+++ PASSAGE GIVEN +++

Saturday, 16 August, 2008

Bookmarked! Free Books; Pirated Books

Alan Giles, blogging for The Bookseller, yesterday wrote an article comparing Radiohead’s album experiment to the book industry. He points out:

But here’s the most surprising conclusion from “In Rainbows”; despite an explicit invitation by the band to legally download the album for free, huge numbers chose to do so illegally. Research by Will Page, chief economist of copyright organisation MCPS-PRS Alliance, and Eric Garland, c.e.o. of online media researcher Big Champagne, reported 400,000 such “torrents” in the first day, and 2.3 million over the first 25 days. Yet by any standards the album has been a huge commercial success. Page and Garland conclude that “torrents and legal downloads are complements, not competitors”.

He comes to an interesting close when he talks about the music industry’s attitude towards piracy in the 1980s:

.. the (then) record industry publicly argued that “home taping is killing music”, while recognising that hard-up students who had developed a love of music through illegally copying might become core buyers in later life.

It is worth pointing out here that piracy doesn’t affect the publishing industry as much as it does the music one. I’d be more worried about the lack of offline readers and the lower margins the publishing industry faces today than the possibility of copyright infringement. Though, on the other hand, I admit to downloading a copy of Breaking Dawn recently (ehheh!) after finding out that the Malaysian release was delayed for a week. The difference here being that I’d buy the book the instant it hit local bookstores – owning a paper copy is priceless and forever, and a lot more meaningful to me than a .lit file. (Special thanks to Sharon of Bibliobibuli for highlighting this article)

+++ RECORDED DATA +++

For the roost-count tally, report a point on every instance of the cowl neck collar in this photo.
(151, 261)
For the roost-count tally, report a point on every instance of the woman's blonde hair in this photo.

+++

§ **WHAT THIS EXERCISE ASKS**
a) In the post on pirated books, why did the writer download Breaking Dawn, and why would the writer still buy it? Answer in one to three sentences.
b) Pick up the post on pirated books after its last sentence and keep writing.
The listing has nothing to do with what is asked here.

§ **THE REPLIES**
a) The writer downloaded Breaking Dawn after learning that its Malaysian release was delayed by a week. The writer would still buy it as soon as it reached local bookstores, because owning a paper copy is priceless and forever and means far more than a .lit file.

b)
Other links worth checking out:

  • Some of my predictions regarding Pages Unbound’s close have come true: discussions about a replacement/clone site have sprung up in the PU forums. Interested writers contact Rose here.
  • The New York Times on why we capitalize our ‘I’s.
  • A long transcript answering the question ‘How Is the Internet Changing Literary Style?
  • Just found out about Yochai Benkler‘s book The Wealth Of Networks. Benkler explores the reality of making money through user generated content, though Nicholas Carr has a wager going on that the only reason volunteers still exist is because there isn’t really any way to make money off them. The book is available for free here.
  • Daniel Hall writes in The Economist about how technology is fragmenting the music industry, and – like many others – goes on to throw the gauntlet in the book industry’s direction.

If it seems that more and more people are seeing the parallels between both industries, then it is because they are. The Internet has disrupted many things for many people and the general situation we’re seeing on the ground now is mass confusion. Which equals opportunity. Exciting times, this.

PS: Alexandra Erin‘s not gotten back to me on the future of Pages Unbound, so I’m in the dark as to what her descicions are. Somebody help, please?

Sunday, 2 March, 2008

Bookmarked! 1st March

A graphical representation that resembles a rainbow, of all bliblical cross references

I admit some of the articles here are old, but I’ve been hoarding links for awhile now with never enough time to post them up. The picture above, for instance, is a graphical representation of all the cross references in the Bible. Click the picture for the source, or read on:

Three online storytelling efforts (read: webcomics) that deserve mention:

  • Garfield Minus Garfield is a good look at the Garfield comic strips without the orange cat. It turns the strip into an ‘even better comic about schizophrenia, bipolor disorder, and the empty desperation of modern life’.
  • Adam’s Apple. Requires an understanding of Steve Jobs, Bill Gates, the Macbook Air … and God.
  • The Life Of Mann is an online graphic novel that features a different artist every chapter. Both The Museum Of Modern Fiction and The Life Of Mann are the projects of Josef Lee, a Singaporean artist and graphic designer.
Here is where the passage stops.